TO BE DONE: Write the records out again, precisely as they stand.

RAW DATA:
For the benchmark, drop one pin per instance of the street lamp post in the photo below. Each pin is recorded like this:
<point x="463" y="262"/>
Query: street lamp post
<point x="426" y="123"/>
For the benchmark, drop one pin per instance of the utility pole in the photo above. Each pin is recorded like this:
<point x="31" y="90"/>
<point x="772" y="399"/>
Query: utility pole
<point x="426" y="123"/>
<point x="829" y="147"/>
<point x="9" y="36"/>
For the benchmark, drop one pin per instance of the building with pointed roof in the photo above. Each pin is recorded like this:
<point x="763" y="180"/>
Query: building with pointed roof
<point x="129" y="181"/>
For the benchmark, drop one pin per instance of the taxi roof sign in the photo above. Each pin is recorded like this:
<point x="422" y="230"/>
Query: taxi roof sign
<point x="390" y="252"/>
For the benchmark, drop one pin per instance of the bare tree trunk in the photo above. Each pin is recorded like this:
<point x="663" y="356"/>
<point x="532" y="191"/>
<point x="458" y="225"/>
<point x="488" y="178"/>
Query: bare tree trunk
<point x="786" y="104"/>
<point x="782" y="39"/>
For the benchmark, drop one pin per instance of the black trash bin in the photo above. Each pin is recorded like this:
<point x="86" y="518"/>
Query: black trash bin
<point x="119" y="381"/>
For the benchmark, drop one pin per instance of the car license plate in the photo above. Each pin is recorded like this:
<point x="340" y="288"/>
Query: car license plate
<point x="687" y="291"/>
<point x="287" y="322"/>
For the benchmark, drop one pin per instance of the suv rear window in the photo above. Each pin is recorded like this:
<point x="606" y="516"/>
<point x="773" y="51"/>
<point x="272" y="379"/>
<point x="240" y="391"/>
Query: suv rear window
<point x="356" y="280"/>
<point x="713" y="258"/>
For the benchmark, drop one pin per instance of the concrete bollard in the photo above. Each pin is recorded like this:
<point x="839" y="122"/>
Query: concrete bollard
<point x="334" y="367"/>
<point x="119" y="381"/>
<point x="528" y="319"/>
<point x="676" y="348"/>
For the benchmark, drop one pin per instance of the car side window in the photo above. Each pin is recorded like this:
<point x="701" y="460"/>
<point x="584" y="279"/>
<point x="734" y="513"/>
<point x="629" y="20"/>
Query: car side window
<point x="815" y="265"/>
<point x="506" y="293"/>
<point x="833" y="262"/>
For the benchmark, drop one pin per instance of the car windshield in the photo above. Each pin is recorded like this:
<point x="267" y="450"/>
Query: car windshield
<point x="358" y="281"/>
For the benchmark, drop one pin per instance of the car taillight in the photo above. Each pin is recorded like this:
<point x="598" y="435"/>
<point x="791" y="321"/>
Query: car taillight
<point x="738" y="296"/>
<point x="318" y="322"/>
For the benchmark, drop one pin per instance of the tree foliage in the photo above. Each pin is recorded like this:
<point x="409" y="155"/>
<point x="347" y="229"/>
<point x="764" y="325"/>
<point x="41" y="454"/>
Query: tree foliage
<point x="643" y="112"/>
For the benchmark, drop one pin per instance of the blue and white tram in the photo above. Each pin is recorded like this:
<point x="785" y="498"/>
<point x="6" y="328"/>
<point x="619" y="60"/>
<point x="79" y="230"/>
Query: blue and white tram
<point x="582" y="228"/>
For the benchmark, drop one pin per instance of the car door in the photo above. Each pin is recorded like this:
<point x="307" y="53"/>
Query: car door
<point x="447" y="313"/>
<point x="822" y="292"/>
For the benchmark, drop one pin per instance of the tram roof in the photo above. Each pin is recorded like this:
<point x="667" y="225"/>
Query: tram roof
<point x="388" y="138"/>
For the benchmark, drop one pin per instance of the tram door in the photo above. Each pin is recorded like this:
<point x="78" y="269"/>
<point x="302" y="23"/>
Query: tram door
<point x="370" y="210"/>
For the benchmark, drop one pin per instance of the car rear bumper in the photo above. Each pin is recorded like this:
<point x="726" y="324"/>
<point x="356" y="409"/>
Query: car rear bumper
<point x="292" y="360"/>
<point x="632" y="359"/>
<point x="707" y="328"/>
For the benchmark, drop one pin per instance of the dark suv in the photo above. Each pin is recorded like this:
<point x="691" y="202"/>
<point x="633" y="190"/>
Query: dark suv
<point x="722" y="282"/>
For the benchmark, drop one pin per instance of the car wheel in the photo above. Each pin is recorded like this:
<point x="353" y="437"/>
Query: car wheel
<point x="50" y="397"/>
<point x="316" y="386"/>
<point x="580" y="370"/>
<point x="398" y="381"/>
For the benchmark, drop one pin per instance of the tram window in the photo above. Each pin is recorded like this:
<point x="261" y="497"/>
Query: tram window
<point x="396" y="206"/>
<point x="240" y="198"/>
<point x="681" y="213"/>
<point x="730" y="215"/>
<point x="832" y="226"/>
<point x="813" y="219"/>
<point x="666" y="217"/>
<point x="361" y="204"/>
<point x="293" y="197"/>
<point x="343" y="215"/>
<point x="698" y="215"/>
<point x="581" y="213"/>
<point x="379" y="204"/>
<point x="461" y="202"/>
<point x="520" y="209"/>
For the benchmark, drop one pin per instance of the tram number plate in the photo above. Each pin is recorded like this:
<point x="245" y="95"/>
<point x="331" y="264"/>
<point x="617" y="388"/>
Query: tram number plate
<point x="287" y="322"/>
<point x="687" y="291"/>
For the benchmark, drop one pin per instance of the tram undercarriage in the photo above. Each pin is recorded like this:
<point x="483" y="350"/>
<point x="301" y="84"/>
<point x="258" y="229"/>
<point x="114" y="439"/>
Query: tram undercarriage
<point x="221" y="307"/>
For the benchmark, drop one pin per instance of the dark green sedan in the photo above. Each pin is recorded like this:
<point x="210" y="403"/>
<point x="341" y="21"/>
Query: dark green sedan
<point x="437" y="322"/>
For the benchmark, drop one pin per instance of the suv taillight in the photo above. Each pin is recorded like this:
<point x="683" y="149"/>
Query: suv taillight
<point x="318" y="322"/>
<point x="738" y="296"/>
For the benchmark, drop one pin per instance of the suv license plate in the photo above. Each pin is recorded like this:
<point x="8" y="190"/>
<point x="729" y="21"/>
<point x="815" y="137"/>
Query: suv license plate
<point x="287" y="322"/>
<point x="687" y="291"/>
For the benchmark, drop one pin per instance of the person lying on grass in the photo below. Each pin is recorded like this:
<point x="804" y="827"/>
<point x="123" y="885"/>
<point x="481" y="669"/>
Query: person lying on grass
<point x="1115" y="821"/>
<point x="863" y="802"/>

EXERCISE RESPONSE:
For the benchmark, drop one pin per instance of the street lamp post in the photo below. Each pin is recorded like this:
<point x="463" y="262"/>
Query: street lamp post
<point x="426" y="123"/>
For the benchmark, drop one pin per instance of the utility pole in the photo above. Each pin is recorded like this:
<point x="31" y="90"/>
<point x="772" y="399"/>
Query: utility pole
<point x="426" y="123"/>
<point x="829" y="147"/>
<point x="9" y="36"/>
For the benchmark, drop one pin per instance of the building with pointed roof in the photo above. Each pin is recorded like this:
<point x="763" y="180"/>
Query: building with pointed roof
<point x="129" y="181"/>
For the benchmark, drop one pin per instance of the taxi roof sign in the photo above. Each pin is recorded like this:
<point x="422" y="230"/>
Query: taxi roof sign
<point x="390" y="252"/>
For the benchmark, drop one pin per instance of the bare tree trunk in the photo above. Each pin is recorded like this:
<point x="663" y="356"/>
<point x="532" y="191"/>
<point x="458" y="225"/>
<point x="488" y="178"/>
Query: bare tree trunk
<point x="786" y="104"/>
<point x="782" y="39"/>
For the benchmark, drop one pin per instance of the black trash bin in the photo above. Each pin is recorded like this:
<point x="86" y="518"/>
Query: black trash bin
<point x="119" y="381"/>
For the benchmark, drop one pin per instance of the car license plate in the photo above. Each pin is recorded like this:
<point x="340" y="288"/>
Query: car license plate
<point x="687" y="291"/>
<point x="287" y="322"/>
For the benchmark, drop one pin per instance of the suv rear window in the photo above. Each pin is recorded like this:
<point x="606" y="516"/>
<point x="773" y="51"/>
<point x="272" y="379"/>
<point x="240" y="391"/>
Query: suv rear window
<point x="356" y="280"/>
<point x="713" y="258"/>
For the benchmark, drop one pin per instance of the concrete bollard in the photo above. Each pin is recorded like this:
<point x="839" y="122"/>
Query: concrete bollard
<point x="334" y="367"/>
<point x="119" y="381"/>
<point x="528" y="319"/>
<point x="676" y="348"/>
For the benchmark, drop one pin per instance of the car side window in the photo above. Each pin is recorded like this:
<point x="701" y="460"/>
<point x="584" y="279"/>
<point x="734" y="513"/>
<point x="629" y="20"/>
Query: car side window
<point x="815" y="265"/>
<point x="506" y="293"/>
<point x="833" y="262"/>
For the benchmark, drop one pin per instance of the car windshield in the photo above. Each pin is recorded like this:
<point x="267" y="450"/>
Query: car windshield
<point x="358" y="281"/>
For the benchmark, drop one pin per instance of the car taillight in the photo above. Each pin is recorded like this:
<point x="598" y="435"/>
<point x="791" y="321"/>
Query: car taillight
<point x="738" y="296"/>
<point x="318" y="322"/>
For the benchmark, drop one pin per instance of the tree foliage in the photo above. Each pin is recorded like this:
<point x="409" y="155"/>
<point x="347" y="229"/>
<point x="764" y="325"/>
<point x="41" y="454"/>
Query: tree foliage
<point x="643" y="112"/>
For the benchmark, drop one pin per instance of the blue and white tram in the photo above. Each pin is recorded like this:
<point x="785" y="498"/>
<point x="6" y="328"/>
<point x="619" y="60"/>
<point x="79" y="230"/>
Query: blue and white tram
<point x="582" y="228"/>
For the benchmark, drop one pin per instance of the car door in the photo above. Each pin is recorded like this:
<point x="307" y="53"/>
Query: car door
<point x="447" y="313"/>
<point x="822" y="292"/>
For the benchmark, drop one pin per instance of the tram roof in the photo above. Each pin is recorded like this:
<point x="667" y="225"/>
Query: tram roof
<point x="388" y="138"/>
For the benchmark, drop one pin per instance of the tram door in the photo above. Each pin is recorded like this:
<point x="78" y="269"/>
<point x="302" y="23"/>
Query: tram door
<point x="370" y="210"/>
For the benchmark, drop one pin per instance of the car rear bumper in the photo above. Each pin is recorded like this:
<point x="726" y="324"/>
<point x="356" y="409"/>
Query: car rear bumper
<point x="292" y="360"/>
<point x="632" y="359"/>
<point x="707" y="328"/>
For the benchmark, drop one pin per instance of the dark suv in the photo above. Each pin is recorded like this:
<point x="691" y="202"/>
<point x="633" y="190"/>
Query: dark suv
<point x="722" y="282"/>
For the benchmark, drop one pin per instance of the car wheel in the photo above. Each pin is recorded like this:
<point x="353" y="437"/>
Query: car wheel
<point x="50" y="397"/>
<point x="316" y="386"/>
<point x="580" y="370"/>
<point x="398" y="381"/>
For the benchmark, drop one pin per instance of the tram window in the photo above. Each pin is recorded like this:
<point x="261" y="497"/>
Query: tram window
<point x="396" y="206"/>
<point x="240" y="198"/>
<point x="681" y="213"/>
<point x="730" y="215"/>
<point x="832" y="226"/>
<point x="813" y="219"/>
<point x="666" y="217"/>
<point x="361" y="204"/>
<point x="293" y="197"/>
<point x="343" y="215"/>
<point x="698" y="215"/>
<point x="581" y="213"/>
<point x="379" y="204"/>
<point x="461" y="202"/>
<point x="520" y="209"/>
For the benchmark, drop one pin per instance of the tram number plate in the photo above. Each pin is recorded like this:
<point x="245" y="95"/>
<point x="331" y="264"/>
<point x="617" y="388"/>
Query: tram number plate
<point x="287" y="322"/>
<point x="687" y="291"/>
For the benchmark, drop one pin per instance of the tram undercarriage in the photo above. Each pin is recorded like this:
<point x="483" y="350"/>
<point x="301" y="84"/>
<point x="258" y="229"/>
<point x="114" y="439"/>
Query: tram undercarriage
<point x="221" y="307"/>
For the benchmark, drop one pin per instance of the dark green sedan in the photo above. Each pin is recorded like this:
<point x="210" y="403"/>
<point x="341" y="21"/>
Query: dark green sedan
<point x="437" y="322"/>
For the benchmark, drop one pin per instance of the suv taillight in the photo above. Each pin is recorded like this:
<point x="683" y="149"/>
Query: suv taillight
<point x="318" y="322"/>
<point x="738" y="296"/>
For the benchmark, drop one pin per instance of the suv license plate in the photo above. Each pin is recorded like this:
<point x="8" y="190"/>
<point x="729" y="21"/>
<point x="815" y="137"/>
Query: suv license plate
<point x="287" y="322"/>
<point x="687" y="291"/>
For the benchmark, drop one pin per instance of the person lying on grass in the photo below. Each pin is recorded like this:
<point x="804" y="827"/>
<point x="123" y="885"/>
<point x="481" y="669"/>
Query: person lying on grass
<point x="1115" y="821"/>
<point x="863" y="802"/>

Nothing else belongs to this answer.